** BRIEF **
Collect every line in the entries below that contains the string "walkway", matching case exactly.

** EXTRACTED INFORMATION **
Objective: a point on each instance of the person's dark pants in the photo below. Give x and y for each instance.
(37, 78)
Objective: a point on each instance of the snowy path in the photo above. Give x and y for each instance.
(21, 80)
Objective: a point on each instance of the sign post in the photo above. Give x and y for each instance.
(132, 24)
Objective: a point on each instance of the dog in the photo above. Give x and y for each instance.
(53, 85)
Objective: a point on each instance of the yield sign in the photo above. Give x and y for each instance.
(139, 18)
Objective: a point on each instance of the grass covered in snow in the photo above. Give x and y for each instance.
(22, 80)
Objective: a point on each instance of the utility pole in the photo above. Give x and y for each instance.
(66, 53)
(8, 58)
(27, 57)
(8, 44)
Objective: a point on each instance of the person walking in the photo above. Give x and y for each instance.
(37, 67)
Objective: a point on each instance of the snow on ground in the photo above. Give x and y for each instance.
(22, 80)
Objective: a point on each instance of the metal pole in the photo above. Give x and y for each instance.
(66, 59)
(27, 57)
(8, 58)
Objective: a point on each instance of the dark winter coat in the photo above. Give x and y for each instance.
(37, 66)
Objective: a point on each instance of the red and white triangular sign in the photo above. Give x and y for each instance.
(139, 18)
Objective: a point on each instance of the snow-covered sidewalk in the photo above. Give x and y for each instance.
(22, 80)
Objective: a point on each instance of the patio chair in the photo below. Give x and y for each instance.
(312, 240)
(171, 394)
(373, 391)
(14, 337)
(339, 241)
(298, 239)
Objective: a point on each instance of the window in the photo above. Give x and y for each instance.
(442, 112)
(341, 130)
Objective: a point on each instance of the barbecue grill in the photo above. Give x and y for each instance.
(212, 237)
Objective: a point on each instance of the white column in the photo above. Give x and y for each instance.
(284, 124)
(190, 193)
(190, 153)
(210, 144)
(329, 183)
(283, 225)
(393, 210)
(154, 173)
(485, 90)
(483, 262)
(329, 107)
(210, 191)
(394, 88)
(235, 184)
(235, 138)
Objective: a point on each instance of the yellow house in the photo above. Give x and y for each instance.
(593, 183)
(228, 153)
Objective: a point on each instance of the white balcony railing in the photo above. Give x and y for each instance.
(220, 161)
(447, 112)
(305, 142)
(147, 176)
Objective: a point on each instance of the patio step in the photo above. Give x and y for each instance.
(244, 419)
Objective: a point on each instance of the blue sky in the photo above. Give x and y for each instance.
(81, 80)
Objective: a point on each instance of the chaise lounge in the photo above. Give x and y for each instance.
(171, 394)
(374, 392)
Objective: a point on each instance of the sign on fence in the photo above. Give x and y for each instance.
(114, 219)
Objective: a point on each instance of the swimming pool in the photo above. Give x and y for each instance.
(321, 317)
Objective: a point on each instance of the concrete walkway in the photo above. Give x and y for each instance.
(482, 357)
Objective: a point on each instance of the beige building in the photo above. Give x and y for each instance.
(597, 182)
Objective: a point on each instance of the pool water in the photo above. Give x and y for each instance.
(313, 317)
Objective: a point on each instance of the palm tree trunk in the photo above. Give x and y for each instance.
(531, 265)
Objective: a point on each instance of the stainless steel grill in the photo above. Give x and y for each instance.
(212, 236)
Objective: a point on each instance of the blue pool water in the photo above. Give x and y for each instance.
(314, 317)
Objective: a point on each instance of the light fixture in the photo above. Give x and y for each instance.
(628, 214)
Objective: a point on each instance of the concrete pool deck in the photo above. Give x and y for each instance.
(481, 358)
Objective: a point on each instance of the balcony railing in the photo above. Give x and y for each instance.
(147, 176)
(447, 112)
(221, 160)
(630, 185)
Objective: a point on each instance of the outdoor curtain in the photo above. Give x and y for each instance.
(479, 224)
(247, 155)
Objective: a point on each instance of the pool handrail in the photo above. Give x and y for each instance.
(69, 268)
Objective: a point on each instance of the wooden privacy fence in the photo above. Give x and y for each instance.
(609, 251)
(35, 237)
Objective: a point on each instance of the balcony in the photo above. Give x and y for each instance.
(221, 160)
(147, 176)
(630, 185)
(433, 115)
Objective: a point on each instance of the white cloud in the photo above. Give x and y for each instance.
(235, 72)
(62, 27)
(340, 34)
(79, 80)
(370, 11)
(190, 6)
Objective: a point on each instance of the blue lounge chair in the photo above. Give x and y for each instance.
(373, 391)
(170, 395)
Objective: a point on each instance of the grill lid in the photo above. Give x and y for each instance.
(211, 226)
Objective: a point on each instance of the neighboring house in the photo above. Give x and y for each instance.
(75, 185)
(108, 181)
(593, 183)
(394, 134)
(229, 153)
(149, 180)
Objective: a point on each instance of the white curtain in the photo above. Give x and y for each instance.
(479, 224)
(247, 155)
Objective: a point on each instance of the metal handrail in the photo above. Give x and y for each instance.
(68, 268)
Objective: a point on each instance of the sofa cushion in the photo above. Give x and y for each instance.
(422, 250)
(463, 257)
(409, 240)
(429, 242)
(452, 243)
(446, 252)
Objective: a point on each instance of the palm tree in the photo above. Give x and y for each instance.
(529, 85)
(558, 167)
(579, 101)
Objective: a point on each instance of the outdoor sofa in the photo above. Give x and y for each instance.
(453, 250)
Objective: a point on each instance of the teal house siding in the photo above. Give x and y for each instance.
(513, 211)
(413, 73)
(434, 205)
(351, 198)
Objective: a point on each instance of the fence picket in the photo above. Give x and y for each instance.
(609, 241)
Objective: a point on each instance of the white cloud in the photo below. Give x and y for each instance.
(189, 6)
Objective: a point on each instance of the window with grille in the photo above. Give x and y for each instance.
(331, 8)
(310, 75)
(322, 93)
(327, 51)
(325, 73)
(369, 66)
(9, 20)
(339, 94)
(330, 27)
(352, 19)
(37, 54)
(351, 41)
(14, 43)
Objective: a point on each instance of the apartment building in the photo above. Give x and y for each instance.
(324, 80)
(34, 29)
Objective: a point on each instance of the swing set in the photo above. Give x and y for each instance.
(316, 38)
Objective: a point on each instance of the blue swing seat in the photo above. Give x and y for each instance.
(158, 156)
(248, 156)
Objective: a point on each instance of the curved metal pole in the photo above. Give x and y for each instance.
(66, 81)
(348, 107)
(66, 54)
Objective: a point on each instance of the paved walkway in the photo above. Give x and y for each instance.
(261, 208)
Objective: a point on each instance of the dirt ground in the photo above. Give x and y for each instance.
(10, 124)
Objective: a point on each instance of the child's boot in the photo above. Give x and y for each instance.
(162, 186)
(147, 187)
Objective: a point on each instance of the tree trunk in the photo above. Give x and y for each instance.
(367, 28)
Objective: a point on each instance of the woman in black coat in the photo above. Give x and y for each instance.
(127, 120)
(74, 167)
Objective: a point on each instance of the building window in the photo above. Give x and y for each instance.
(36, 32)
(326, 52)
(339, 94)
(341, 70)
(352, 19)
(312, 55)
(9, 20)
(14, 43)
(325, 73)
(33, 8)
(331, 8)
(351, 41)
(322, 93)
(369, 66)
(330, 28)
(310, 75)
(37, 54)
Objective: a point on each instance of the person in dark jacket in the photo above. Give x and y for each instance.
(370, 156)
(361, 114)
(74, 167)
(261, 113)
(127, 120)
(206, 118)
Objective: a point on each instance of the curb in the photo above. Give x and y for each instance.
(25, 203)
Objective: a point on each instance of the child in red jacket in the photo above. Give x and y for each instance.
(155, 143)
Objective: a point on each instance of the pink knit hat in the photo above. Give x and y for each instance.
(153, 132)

* * *

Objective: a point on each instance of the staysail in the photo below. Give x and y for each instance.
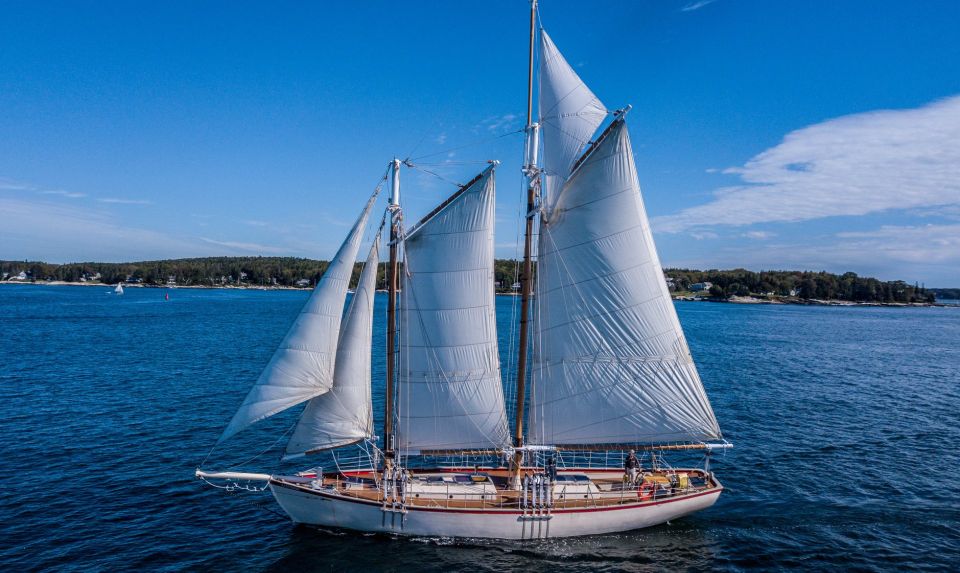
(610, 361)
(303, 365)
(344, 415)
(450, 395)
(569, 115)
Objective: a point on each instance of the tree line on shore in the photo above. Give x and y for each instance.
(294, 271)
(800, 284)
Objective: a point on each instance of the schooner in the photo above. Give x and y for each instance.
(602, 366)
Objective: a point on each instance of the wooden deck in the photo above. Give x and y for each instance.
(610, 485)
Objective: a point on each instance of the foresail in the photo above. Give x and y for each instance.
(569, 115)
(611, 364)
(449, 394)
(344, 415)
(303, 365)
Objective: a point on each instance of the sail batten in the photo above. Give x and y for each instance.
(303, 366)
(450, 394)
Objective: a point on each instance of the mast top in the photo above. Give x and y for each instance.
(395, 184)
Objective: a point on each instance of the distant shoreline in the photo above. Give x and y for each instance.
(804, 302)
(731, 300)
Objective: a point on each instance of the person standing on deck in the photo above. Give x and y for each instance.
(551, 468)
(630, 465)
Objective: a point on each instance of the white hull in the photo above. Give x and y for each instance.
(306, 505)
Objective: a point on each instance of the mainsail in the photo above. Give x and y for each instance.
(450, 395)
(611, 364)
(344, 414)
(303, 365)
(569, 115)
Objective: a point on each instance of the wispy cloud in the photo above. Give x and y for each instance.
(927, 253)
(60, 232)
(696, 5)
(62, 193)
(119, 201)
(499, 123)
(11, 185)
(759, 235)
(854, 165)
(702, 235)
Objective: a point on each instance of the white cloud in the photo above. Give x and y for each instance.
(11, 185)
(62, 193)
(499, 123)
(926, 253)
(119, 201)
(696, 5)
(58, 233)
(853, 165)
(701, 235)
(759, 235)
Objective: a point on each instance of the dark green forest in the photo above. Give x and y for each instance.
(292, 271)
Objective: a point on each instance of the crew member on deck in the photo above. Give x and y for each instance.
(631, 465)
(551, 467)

** RESULT OF THE TASK **
Objective: a point on each instance of the concrete walkway in the photo above. Give x and y for each instance.
Objective: a point on each instance of the paved walkway in the photo above. Give x and y for each instance.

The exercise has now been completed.